There's *potential* there will be a spot opening up tomorrow. I'm going through the final phases of my decision process...and to be honest it could go either way at this point....but I need to decide by tomorrow, so I'll be talking things over with the parents tonight and I'll relay it once I decide. I keep flip-flopping to be honest.
Here's some thoughts, that might be relevant to other waitlisted students, especially if financial aid is an issue:
I guess, I'm somewhat upset with the financial aid changes and I just feel like Stanford needs to adopt a way less complicated system after going over the office with it. I just don't really get the point of having to pay any tuition when you're doing research full time (even if it gets covered by some sort of grant). Why not just give everyone a stipend and leave it at that? They've also structured it so that Med Scholars becomes essentially way less useful unless you absolutely take a 5th year (in which case, it just gives you stipend money for that year, no benefit in reducing tuition later on).
I've been going over it with the office, and say...you want to do research between MS1 and MS2. Under the new structure, you have to pay for that first quarter of 100% Med Scholars. So it's full tuition (15k) + living expenses. Med Scholars will cover the tuition (full 15k), and give you a 2k living stipend (which, yes, isn't enough to cover your living expenses for 10 weeks in Palo Alto).
Some people will qualify for additional aid from the school if they also qualified for Stanford University grants. But, if you didn't (like me), it means you have to take out more loans over the MS1 summer to cover living expenses.
Stanford... basically one of the best medical schools in the country for research, makes it students take out loans to support their time doing research over the summer after MS1? Even my undergrad college gave my 4k/summer to do research. Ugh, it's just little things like this that are really bugging me. It's just such a complicated system it's so difficult to make sense of what you're actually going to pay in the end.

★ ★ ★ ★

PROMPT:
Please state how large a living stipend Med Scholars gives, according to the post about Stanford's financial aid changes, for a first quarter of research between MS1 and MS2.

RAW DATA:
★ ★ ★ ★

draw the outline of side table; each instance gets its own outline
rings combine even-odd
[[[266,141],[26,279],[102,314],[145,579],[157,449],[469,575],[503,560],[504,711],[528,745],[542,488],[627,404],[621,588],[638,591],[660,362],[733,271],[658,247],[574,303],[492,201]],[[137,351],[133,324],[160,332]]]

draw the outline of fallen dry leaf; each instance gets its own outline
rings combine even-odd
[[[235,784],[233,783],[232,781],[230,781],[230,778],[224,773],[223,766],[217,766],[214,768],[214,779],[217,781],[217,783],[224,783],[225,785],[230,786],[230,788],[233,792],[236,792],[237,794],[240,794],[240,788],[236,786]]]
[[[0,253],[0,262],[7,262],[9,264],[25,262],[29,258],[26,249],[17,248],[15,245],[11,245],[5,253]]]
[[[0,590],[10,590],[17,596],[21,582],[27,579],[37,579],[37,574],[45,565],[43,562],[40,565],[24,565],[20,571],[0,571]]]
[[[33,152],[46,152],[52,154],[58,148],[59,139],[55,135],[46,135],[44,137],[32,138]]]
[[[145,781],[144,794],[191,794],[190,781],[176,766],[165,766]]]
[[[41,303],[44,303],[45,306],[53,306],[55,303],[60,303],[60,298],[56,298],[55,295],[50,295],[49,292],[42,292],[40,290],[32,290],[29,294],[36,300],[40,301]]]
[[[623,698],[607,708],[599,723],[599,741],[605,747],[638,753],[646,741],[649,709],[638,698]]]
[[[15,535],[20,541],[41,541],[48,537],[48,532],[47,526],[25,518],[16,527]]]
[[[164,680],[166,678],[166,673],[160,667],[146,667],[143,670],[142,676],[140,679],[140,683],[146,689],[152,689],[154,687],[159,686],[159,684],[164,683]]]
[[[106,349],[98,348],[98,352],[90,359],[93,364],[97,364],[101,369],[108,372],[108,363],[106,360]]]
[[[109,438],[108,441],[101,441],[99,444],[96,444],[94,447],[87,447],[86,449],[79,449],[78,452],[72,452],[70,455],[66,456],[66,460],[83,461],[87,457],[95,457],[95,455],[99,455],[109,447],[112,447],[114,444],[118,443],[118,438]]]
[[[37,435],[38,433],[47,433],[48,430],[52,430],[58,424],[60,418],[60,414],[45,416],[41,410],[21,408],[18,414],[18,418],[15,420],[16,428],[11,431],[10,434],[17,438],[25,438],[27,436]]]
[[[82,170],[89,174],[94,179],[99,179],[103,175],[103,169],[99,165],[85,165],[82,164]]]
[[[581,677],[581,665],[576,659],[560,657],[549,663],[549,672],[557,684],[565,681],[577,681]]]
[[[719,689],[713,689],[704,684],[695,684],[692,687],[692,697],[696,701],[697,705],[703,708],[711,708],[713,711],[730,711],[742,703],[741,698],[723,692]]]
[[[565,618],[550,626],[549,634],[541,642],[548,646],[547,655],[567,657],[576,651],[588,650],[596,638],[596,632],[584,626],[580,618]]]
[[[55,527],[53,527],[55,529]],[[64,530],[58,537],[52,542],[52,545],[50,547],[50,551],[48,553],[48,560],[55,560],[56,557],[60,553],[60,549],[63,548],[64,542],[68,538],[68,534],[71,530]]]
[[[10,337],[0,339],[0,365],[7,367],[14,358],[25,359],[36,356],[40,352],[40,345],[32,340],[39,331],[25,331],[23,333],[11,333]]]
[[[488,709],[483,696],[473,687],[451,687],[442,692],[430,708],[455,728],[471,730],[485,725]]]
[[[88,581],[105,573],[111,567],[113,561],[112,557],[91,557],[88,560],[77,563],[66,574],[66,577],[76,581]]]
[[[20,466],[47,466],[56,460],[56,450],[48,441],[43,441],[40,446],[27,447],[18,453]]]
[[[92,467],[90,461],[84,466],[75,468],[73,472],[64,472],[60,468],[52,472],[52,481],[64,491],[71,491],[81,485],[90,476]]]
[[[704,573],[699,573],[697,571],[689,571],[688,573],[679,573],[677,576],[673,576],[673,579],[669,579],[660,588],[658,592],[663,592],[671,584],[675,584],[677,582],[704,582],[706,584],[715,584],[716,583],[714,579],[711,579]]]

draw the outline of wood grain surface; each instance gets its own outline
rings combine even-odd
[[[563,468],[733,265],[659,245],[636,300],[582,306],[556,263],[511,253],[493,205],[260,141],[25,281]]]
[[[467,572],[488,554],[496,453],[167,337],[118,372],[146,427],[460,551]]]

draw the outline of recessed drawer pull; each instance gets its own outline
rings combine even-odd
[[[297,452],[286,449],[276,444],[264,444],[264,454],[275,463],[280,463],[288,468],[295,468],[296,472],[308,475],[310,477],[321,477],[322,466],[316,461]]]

★ ★ ★ ★

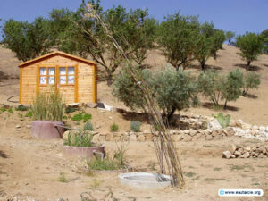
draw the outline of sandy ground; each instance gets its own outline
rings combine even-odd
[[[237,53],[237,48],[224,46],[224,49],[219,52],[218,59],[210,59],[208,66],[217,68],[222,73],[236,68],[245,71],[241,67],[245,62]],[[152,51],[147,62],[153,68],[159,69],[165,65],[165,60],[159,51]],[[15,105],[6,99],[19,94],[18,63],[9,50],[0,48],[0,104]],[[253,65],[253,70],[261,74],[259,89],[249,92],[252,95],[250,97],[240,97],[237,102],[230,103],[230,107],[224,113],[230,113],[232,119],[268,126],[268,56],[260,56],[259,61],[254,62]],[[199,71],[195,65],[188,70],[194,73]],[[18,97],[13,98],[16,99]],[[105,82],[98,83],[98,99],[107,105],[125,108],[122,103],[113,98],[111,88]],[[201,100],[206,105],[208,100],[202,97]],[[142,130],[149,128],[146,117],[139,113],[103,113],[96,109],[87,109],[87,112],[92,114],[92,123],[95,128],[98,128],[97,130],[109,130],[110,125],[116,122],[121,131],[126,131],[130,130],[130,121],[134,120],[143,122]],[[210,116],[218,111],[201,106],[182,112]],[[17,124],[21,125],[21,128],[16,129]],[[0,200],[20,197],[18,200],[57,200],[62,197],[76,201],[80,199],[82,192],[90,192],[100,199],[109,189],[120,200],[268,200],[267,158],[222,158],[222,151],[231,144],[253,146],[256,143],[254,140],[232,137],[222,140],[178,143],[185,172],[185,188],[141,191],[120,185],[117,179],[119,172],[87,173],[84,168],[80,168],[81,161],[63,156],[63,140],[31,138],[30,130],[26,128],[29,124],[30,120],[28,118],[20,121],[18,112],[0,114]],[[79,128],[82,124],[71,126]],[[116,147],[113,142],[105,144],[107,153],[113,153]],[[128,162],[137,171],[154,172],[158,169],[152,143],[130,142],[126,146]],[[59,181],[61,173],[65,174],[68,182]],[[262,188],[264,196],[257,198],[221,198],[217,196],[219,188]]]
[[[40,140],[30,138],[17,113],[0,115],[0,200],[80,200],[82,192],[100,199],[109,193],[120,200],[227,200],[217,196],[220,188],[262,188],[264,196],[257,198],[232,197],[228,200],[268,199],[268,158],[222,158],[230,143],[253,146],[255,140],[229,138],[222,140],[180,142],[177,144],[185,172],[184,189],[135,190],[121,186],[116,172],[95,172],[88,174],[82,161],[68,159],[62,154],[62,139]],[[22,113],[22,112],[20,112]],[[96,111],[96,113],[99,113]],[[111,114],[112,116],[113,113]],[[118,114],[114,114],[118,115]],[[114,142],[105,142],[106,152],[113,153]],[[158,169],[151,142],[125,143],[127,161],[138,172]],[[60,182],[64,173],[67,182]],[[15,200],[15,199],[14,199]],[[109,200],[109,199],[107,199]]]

★ ★ ★ ★

YOUR SOLUTION:
A 2k living stipend.